_GOAL OF THE EXERCISE_
Your task is to quote the material that follows, in full and exactly.

Entries from a point annotation set
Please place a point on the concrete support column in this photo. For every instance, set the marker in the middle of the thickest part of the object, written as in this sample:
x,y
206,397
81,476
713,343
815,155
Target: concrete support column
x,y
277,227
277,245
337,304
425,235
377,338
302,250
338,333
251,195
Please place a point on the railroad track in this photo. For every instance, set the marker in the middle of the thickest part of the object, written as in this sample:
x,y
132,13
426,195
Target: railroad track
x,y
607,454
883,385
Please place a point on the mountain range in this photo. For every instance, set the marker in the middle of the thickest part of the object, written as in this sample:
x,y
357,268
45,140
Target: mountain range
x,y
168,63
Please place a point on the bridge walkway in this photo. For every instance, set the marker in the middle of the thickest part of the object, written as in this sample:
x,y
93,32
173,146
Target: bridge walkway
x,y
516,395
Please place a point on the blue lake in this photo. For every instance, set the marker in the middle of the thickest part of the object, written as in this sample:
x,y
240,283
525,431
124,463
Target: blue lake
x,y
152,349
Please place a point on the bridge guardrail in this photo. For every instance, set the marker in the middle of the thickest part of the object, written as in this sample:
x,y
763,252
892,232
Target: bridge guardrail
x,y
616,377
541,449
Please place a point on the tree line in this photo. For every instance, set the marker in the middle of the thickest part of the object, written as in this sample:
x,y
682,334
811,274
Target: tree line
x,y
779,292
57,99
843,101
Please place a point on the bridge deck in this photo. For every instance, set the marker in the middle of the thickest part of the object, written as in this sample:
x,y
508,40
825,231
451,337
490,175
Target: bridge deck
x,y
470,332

_EXERCISE OUTPUT_
Please place a point on the concrete support column in this photo. For every instance, set the marker in the middle of the thickest part of the object, written as in this sample:
x,y
206,397
81,476
713,343
815,155
Target: concrete support column
x,y
277,227
277,245
337,304
425,235
377,338
302,250
338,333
251,195
Please place a point on the railroad track in this photo. For every instance, set the marker in the middle of the thickest part of the object, written as in this sample:
x,y
132,13
426,195
Target: railroad track
x,y
607,454
883,385
Please place a point on the mountain range in this photo. For every instance, set the marker in the middle of the thickest part of the object, written as in this sample:
x,y
357,268
45,140
Target: mountain range
x,y
168,63
Please place a point on the bridge walkway in this photo. For every instance, set the marker in the middle of the thickest part of the object, written as in this sample:
x,y
93,32
173,146
Target: bridge walkway
x,y
516,395
Please place a point on the blue lake in this photo. For every instance, set the marker in the middle of the thickest part of the object, written as in this sample:
x,y
240,283
525,431
124,463
Target: blue lake
x,y
152,349
Please place a point on the bridge guardrail in this photo. For every instance, set the marker in the middle of the thickest part of the object, written as in this sample:
x,y
763,252
892,232
Target: bridge guardrail
x,y
616,377
541,449
Please place a point on the tree line in this photo. For every instance, set the marker in the middle of the thickest part of the object, written as in this sample:
x,y
682,334
811,274
Target: tree line
x,y
779,292
57,99
843,101
Please place a point on the bridge deck in this photo. For every instance, set the marker in the middle of the thickest part of the object, written as in this sample:
x,y
508,40
825,231
451,337
490,175
Target: bridge deck
x,y
470,332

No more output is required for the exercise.